PROBLEMS TO SOLVE:
• a. In the article on disaster risk reduction in Zimbabwe, what position does Sibusisiwe Ndlovu hold?
• b. Continue the article on disaster risk reduction in Zimbabwe from the point where it stops.

SELECTED EXCERPT:

______________________________

The challenges of DRR in Zimbabwe

Source(s): United Nations Office for Disaster Risk Reduction - Regional Office for Africa
Building community resilience to hazards is a critical issue in Zimbabwe (Photo: IRIN)
Building community resilience to hazards is a critical issue in Zimbabwe (Photo: IRIN)

HARARE, 29 July 2015 – Zimbabwe is working to build its communities’ capacity to understand and reduce disaster risk, in a country often confronted by floods or droughts, but poverty and unemployment can make action a challenge.

“There is a growing realisation that the best way to effectively deal with and prevent disasters is to promote an uptake in disaster risk reduction strategies,” Ms. Sibusisiwe Ndlovu, Zimbabwe’s Civil Protection Directorate Deputy Director, told UNISDR.

“The best way to do that is by capacitating local communities to understand hazards and risks - whether natural or manmade - and make them the owners of rural and urban grassroots strategies since they are the ones that are affected when emergencies occur,” said Ms. Ndlovu.

To help spread the message, the directorate deploys staff to local communities to educate them on how to identify and map hazards and risks, as well as how to draw up disaster risk reduction strategies.

The trainers are selected from within the disaster management committees in the communities, a flagship initiative of the directorate. These include agricultural extension workers, police officers and community health providers.

______________________________

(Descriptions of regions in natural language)
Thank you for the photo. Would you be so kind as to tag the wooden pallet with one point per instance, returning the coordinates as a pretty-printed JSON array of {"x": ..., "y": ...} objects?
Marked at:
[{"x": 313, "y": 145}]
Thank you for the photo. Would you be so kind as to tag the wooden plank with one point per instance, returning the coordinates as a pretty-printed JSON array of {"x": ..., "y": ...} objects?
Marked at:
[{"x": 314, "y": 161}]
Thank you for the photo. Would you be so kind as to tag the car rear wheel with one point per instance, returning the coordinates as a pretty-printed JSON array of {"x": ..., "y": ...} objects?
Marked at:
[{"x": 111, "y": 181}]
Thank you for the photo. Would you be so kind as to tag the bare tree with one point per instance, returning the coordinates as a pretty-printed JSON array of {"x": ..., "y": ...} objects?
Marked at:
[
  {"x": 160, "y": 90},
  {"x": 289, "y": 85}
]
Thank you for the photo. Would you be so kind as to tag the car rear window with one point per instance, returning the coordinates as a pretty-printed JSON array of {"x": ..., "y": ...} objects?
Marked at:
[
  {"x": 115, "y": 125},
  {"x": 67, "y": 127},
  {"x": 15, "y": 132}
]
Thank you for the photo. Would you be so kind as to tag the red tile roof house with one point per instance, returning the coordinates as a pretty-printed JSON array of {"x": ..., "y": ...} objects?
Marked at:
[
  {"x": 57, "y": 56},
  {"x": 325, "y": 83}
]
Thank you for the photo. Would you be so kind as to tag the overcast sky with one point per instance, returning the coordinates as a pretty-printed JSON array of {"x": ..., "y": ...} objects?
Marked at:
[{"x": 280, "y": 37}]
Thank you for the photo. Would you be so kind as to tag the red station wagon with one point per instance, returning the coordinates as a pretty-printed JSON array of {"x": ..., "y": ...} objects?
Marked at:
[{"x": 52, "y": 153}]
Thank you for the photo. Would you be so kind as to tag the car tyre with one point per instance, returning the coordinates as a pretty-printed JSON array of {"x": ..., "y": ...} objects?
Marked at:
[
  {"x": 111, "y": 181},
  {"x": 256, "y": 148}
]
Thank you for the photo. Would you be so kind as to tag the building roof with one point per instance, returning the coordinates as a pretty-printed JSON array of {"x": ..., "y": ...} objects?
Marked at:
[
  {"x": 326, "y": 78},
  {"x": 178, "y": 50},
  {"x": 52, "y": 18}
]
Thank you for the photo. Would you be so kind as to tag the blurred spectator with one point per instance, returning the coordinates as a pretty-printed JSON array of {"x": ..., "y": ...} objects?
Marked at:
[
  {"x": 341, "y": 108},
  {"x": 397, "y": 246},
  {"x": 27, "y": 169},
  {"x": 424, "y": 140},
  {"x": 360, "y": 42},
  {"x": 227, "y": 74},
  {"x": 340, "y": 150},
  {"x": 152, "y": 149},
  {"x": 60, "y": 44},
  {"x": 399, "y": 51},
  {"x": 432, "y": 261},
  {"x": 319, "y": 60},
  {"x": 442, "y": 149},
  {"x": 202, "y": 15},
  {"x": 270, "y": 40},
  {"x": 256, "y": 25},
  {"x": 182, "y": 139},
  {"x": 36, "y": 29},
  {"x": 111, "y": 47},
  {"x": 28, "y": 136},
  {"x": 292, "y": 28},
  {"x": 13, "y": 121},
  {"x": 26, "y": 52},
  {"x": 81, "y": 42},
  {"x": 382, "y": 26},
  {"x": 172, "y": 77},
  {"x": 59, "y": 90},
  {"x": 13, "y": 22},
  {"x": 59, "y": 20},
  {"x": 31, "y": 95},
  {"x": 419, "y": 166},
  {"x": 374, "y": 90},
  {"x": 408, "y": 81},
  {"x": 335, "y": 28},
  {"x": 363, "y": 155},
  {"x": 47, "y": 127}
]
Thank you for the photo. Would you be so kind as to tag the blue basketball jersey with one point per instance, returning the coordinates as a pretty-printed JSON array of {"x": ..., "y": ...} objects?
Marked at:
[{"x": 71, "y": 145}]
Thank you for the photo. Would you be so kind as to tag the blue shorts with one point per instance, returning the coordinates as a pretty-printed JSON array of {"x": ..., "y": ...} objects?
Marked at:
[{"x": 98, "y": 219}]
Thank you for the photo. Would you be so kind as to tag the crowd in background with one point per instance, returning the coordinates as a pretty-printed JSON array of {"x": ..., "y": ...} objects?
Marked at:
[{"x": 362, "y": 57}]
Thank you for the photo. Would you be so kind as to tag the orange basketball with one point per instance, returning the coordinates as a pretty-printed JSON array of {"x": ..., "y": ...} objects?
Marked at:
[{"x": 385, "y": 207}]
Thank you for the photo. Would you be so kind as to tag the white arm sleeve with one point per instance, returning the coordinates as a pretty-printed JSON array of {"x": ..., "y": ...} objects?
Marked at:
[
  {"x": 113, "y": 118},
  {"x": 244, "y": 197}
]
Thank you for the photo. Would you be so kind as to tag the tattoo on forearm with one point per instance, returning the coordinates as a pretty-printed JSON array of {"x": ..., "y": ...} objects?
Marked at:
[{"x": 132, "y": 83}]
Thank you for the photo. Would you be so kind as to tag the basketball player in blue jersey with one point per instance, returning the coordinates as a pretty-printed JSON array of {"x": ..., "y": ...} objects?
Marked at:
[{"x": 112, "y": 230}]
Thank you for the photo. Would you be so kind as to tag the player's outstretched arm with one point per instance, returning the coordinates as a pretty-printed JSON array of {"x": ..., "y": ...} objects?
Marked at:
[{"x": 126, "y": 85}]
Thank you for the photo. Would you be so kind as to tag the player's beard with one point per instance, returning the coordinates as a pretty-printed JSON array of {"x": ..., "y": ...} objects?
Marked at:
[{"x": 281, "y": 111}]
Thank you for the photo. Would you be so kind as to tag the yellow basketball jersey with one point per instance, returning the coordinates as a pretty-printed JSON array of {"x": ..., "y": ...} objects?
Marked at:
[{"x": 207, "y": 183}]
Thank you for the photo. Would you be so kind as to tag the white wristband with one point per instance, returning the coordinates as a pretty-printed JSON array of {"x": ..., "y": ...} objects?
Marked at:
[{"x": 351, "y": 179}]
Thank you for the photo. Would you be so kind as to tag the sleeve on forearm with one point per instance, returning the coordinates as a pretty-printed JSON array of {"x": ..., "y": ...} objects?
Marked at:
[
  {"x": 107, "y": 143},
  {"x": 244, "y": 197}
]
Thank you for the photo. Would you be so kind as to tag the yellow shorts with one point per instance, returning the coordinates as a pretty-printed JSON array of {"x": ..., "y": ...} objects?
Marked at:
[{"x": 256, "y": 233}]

______________________________

ANSWERS TO THIS EXERCISE:
• a. She is Deputy Director of Zimbabwe's Civil Protection Directorate.

• b.
These “robust”, year-round campaigns target communities historically prone to annual or periodic hazards and have raised local knowledge of disaster risks, said Ms. Ndlovu.

Sustainable action is difficult in hard-pressed communities, however.

“The knowledge and skills that the communities are equipped with doesn’t necessarily translate into positive preventative or proactive action because of a host of underlying risks such as poverty and unemployment,” she explained.

“People might know what disaster, hazards or risks are typical in their respective communities but they may fail to act accordingly. For instance, community members may still be forced to chop down trees to use as firewood because they have no alternative sustainable sources of fuel,” she said.

Ms. Ndlovu urged the private sector and other stakeholders to fund disaster risk reduction programmes and resilient infrastructure projects.

The initiatives by the directorate - which collaborates with ministries, non-governmental organizations and independent partners - predate the adoption this March of the Sendai Framework for Disaster Risk Reduction. But they tally with that 15-year global blueprint, which calls for better understanding of risk, enhanced preparedness, an approach that takes all hazards into account and for disaster risk reduction to be a key factor in development policies.

According to the directorate’s national hazard and disaster profile, droughts, floods and resultant food insecurity and disease outbreaks are common. Other hazards include environmental degradation in peri-urban and rural areas, soil and water pollution and human-wildlife conflict.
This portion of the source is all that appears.